Task prompt> A word-for-word transcription of the records is required.

=== Provided material ===

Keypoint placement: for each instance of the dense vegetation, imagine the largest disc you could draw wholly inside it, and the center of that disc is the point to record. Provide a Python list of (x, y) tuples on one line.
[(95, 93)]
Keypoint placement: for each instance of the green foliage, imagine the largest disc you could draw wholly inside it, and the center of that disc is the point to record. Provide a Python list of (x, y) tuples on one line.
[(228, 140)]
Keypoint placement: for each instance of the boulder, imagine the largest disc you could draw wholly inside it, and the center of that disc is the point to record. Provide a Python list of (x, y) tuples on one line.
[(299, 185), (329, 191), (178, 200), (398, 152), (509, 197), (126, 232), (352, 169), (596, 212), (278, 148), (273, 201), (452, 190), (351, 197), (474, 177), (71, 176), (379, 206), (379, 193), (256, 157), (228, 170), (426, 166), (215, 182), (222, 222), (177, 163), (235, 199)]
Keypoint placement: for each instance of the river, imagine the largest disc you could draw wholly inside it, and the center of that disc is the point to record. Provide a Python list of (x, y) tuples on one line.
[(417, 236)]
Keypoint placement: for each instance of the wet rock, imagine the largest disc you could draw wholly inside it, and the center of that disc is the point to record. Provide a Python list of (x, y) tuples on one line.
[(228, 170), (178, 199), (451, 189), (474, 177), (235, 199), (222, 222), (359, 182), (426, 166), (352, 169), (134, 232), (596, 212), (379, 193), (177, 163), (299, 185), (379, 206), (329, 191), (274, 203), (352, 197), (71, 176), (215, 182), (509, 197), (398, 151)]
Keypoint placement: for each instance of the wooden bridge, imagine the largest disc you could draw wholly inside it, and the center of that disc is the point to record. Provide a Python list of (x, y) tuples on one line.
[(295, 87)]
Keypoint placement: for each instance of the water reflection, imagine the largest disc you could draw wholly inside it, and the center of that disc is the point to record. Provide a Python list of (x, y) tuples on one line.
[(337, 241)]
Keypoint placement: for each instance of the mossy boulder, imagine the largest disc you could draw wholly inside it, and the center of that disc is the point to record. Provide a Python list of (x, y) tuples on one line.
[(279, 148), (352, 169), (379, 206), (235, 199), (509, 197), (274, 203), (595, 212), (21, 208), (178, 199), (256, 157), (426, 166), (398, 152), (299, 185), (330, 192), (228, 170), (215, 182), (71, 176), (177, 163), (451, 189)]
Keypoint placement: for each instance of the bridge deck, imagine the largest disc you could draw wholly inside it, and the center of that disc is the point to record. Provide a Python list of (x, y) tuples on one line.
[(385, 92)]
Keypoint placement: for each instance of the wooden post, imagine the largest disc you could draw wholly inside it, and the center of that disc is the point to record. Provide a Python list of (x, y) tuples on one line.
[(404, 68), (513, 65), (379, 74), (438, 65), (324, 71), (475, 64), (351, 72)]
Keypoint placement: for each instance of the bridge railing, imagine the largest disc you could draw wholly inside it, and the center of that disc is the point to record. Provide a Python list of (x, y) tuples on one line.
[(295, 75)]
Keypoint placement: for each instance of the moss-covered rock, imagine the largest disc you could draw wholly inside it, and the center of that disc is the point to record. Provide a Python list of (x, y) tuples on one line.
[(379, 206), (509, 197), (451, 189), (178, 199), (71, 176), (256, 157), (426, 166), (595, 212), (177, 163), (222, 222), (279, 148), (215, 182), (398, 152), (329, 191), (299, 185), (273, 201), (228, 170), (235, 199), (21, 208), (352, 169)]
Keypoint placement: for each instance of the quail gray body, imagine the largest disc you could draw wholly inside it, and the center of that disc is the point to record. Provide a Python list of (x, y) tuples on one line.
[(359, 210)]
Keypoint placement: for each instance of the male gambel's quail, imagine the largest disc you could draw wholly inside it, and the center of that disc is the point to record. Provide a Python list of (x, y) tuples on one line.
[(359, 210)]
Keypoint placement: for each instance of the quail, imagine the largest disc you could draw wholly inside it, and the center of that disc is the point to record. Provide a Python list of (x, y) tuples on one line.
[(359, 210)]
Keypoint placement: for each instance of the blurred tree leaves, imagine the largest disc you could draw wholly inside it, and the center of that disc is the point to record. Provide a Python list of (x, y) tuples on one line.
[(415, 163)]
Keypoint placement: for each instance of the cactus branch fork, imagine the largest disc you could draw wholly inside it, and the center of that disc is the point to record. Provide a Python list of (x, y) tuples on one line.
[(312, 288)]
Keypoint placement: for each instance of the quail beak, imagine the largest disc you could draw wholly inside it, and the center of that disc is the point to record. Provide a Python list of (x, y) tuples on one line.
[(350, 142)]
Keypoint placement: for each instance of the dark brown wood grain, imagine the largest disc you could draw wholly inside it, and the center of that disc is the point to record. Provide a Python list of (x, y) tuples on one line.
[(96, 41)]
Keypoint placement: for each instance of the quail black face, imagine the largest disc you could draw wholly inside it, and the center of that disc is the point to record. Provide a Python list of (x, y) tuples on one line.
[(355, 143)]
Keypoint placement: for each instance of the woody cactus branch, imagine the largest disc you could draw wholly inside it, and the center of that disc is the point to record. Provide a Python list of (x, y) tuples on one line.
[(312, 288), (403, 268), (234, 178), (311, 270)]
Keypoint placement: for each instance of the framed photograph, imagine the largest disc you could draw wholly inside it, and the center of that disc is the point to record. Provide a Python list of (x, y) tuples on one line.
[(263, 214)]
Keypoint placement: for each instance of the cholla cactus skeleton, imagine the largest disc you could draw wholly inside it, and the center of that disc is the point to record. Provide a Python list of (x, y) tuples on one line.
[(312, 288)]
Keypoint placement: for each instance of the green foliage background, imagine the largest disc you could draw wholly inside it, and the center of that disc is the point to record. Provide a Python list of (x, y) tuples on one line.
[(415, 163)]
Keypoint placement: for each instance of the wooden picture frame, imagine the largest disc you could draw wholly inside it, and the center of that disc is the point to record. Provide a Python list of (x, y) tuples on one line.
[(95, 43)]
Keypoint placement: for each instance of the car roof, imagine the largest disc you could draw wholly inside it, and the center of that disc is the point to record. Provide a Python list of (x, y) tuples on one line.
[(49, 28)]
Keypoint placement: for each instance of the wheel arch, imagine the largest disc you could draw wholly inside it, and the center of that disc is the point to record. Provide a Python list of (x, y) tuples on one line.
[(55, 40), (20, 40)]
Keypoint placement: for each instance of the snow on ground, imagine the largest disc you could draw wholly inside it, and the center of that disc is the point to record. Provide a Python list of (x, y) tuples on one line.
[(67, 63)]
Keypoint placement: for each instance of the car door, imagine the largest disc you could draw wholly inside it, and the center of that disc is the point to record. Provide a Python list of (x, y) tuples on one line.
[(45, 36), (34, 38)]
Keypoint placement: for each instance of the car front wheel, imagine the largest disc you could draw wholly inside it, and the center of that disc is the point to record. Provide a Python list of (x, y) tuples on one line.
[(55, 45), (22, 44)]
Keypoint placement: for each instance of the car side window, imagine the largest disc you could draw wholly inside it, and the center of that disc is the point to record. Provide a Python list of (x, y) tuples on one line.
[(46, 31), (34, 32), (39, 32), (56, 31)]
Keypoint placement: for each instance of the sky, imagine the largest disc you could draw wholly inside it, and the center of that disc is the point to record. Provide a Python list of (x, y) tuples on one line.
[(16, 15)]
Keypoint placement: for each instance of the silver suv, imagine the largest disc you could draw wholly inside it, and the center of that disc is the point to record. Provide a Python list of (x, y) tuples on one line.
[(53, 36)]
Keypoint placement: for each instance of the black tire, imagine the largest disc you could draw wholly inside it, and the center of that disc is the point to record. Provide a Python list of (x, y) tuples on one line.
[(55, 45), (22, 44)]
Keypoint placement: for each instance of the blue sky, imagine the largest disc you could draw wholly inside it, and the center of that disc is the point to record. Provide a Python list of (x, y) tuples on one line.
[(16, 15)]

===

Reply to the task>
Keypoint placement: for each instance of the dense vegetation, imagine the largest disc you could draw wholly inside it, and the center of that disc is the point to record. Provide a Python list of (x, y) tuples on one line.
[(95, 93)]
Keypoint placement: for each instance of the green foliage, imagine the largest disc you could draw wholly inside it, and the center of that disc is the point to record. Provide a Python list of (x, y) tuples on one line.
[(228, 140)]
Keypoint placement: for each instance of the boulder, imagine the largest disc you could draw wholly inside it, and the center of that disc is the point to record. Provide a Python list of (x, y) tuples on one line.
[(299, 185), (329, 191), (178, 200), (398, 152), (509, 197), (126, 232), (352, 169), (596, 212), (278, 148), (273, 201), (452, 190), (351, 197), (474, 177), (71, 176), (379, 206), (379, 193), (256, 157), (228, 170), (426, 166), (215, 182), (222, 222), (177, 163), (235, 199)]
Keypoint placement: for each instance of the river, imagine the largest disc you could draw wholly inside it, and the center of that disc is the point to record. Provide a Python list of (x, y) tuples on one line.
[(417, 236)]
Keypoint placement: for each instance of the wet rock, imagine the largest disc you could draw wholly inside it, and the center of that disc is the point to record. Provide a Python list of (x, y) tuples on one line.
[(228, 170), (178, 199), (451, 189), (474, 177), (235, 199), (222, 222), (359, 182), (426, 166), (352, 169), (134, 232), (596, 212), (379, 193), (177, 163), (299, 185), (379, 206), (329, 191), (274, 203), (352, 197), (71, 176), (215, 182), (509, 197), (398, 151)]
Keypoint placement: for each instance of the wooden bridge, imagine the largest disc you could draw wholly inside it, and the center of that disc is the point to record. Provide a Python list of (x, y) tuples on one line.
[(295, 87)]
Keypoint placement: for each instance of the water reflection, imagine the largest disc you could draw wholly inside it, and the center of that disc is the point to record. Provide a Python list of (x, y) tuples on one line.
[(337, 241)]
Keypoint placement: for each instance of the mossy boulder, imagine the largest disc you could draw wholly inside it, and the center of that disc is the point to record. Provide a Python list of (x, y) tuples on one line.
[(279, 148), (352, 169), (379, 206), (235, 199), (509, 197), (274, 203), (595, 212), (21, 208), (178, 199), (256, 157), (426, 166), (398, 152), (299, 185), (330, 192), (228, 170), (215, 182), (71, 176), (177, 163), (451, 189)]
Keypoint placement: for each instance of the bridge deck, imagine the largest disc you could draw wholly inside it, and the center of that disc is the point to record. Provide a Python list of (x, y) tuples on one line.
[(385, 92)]
Keypoint placement: for each instance of the wooden post, imagine the largest disc you could draw wholly inside it, and the center of that disc is the point to record. Provide a Python list of (x, y) tuples on one line.
[(404, 68), (513, 65), (379, 74), (438, 65), (324, 71), (475, 64), (351, 72)]
Keypoint placement: for each instance of the bridge railing, imagine the largest disc you could draw wholly inside it, and the center of that disc is the point to record. Provide a Python list of (x, y) tuples on one line.
[(295, 75)]
Keypoint placement: for each instance of the moss-covered rock, imagine the largest disc you could draw wholly inside it, and the center of that disc is the point to record. Provide a Python list of (x, y) tuples on one line.
[(379, 206), (509, 197), (451, 189), (178, 199), (71, 176), (256, 157), (426, 166), (595, 212), (177, 163), (222, 222), (279, 148), (215, 182), (398, 152), (329, 191), (299, 185), (273, 201), (228, 170), (235, 199), (21, 208), (352, 169)]
Keypoint placement: for each instance of the quail gray body, imagine the largest disc you could draw wholly inside it, and the center of that disc is the point to record. Provide a Python list of (x, y) tuples on one line.
[(359, 210)]
Keypoint placement: for each instance of the male gambel's quail, imagine the largest disc you could draw wholly inside it, and the center of that disc is the point to record. Provide a Python list of (x, y) tuples on one line.
[(359, 210)]
Keypoint placement: for each instance of the quail, imagine the largest disc you could draw wholly inside it, and the center of that disc is the point to record. Provide a Python list of (x, y) tuples on one line.
[(359, 210)]
Keypoint placement: for each instance of the blurred tree leaves, imagine the largest disc you could draw wholly inside it, and the center of that disc is the point to record. Provide a Python list of (x, y) tuples on one line.
[(415, 163)]
Keypoint placement: for each instance of the cactus branch fork, imagine the largest disc you could draw wholly inside it, and the center of that disc is the point to record. Provide a Python list of (x, y) tuples on one line.
[(312, 288)]
Keypoint placement: for each instance of the quail beak, imagine the largest disc you could draw wholly inside it, and the center of that disc is the point to record. Provide a Python list of (x, y) tuples on one line.
[(350, 142)]
Keypoint placement: for each instance of the dark brown wood grain, imagine the largest disc you could draw wholly inside it, and the center of that disc is the point to record. Provide a Python list of (x, y) tuples on one line.
[(96, 41)]
Keypoint placement: for each instance of the quail black face, imagine the largest disc you could draw wholly inside it, and the center of that disc is the point to record. Provide a Python list of (x, y) tuples on one line.
[(355, 143)]
Keypoint placement: for each instance of the woody cactus branch, imagine the largest disc you could draw wholly inside it, and the center of that disc is the point to record. Provide a Python list of (x, y) tuples on one line.
[(312, 288), (403, 268), (234, 178), (311, 270)]
Keypoint placement: for each instance of the framed photograph, imagine the largest disc you could draw wholly inside it, and the center of that disc is the point to record. Provide a Python list of (x, y) tuples on one line.
[(263, 214)]
Keypoint placement: for each instance of the cholla cactus skeleton, imagine the largest disc you could draw wholly inside it, and the center of that disc is the point to record. Provide a Python list of (x, y) tuples on one line.
[(312, 288)]
Keypoint placement: for each instance of the green foliage background, imagine the largest disc you could draw wholly inside it, and the center of that disc is the point to record. Provide a Python list of (x, y) tuples on one line.
[(415, 163)]
Keypoint placement: for each instance of the wooden picture frame, imagine the largest disc you could draw wholly inside it, and the center of that disc is the point to record. Provide a Python list of (x, y) tuples on one line.
[(95, 43)]
Keypoint placement: for each instance of the car roof, imagine the largest disc you could draw wholly inside it, and the center of that disc is the point to record. Provide a Python list of (x, y) tuples on one line.
[(49, 28)]
Keypoint placement: for each instance of the wheel arch, imagine the largest disc you could draw wholly inside it, and the center of that disc is the point to record. Provide a Python list of (x, y) tuples on one line.
[(55, 40), (20, 40)]
Keypoint placement: for each instance of the snow on ground, imagine the largest disc you could draw wholly inside it, and the center of that disc is the point to record. Provide a Python list of (x, y) tuples on one line.
[(67, 63)]
Keypoint placement: for each instance of the car door, imagine the largest disc you could draw wholly inside it, and the center of that disc is the point to record. Provide a Python list of (x, y) tuples on one line.
[(45, 36), (34, 38)]
Keypoint placement: for each instance of the car front wheel, imagine the largest disc you could draw wholly inside it, and the center of that disc is the point to record. Provide a Python list of (x, y) tuples on one line.
[(55, 45), (22, 44)]
Keypoint placement: for each instance of the car side window, imagine the largest disc you could draw wholly inside it, and the center of that disc is the point to record. Provide a Python list of (x, y) tuples on one line.
[(46, 31), (34, 32), (39, 32), (56, 31)]
Keypoint placement: for each instance of the sky, imagine the largest disc you could draw wholly inside it, and the center of that disc is the point to record. Provide a Python list of (x, y) tuples on one line.
[(16, 15)]
Keypoint placement: for each instance of the silver suv, imagine the largest disc you could draw wholly inside it, and the center of that disc is the point to record. Provide a Python list of (x, y) tuples on one line.
[(53, 36)]
Keypoint placement: for each instance of the black tire, imagine the largest disc you could draw wholly inside it, and the center of that disc is the point to record. Provide a Python list of (x, y) tuples on one line.
[(55, 45), (22, 44)]
Keypoint placement: for each instance of the blue sky, imagine the largest disc you could draw wholly inside it, and the center of that disc is the point to record. Provide a Python list of (x, y) tuples on one line.
[(16, 15)]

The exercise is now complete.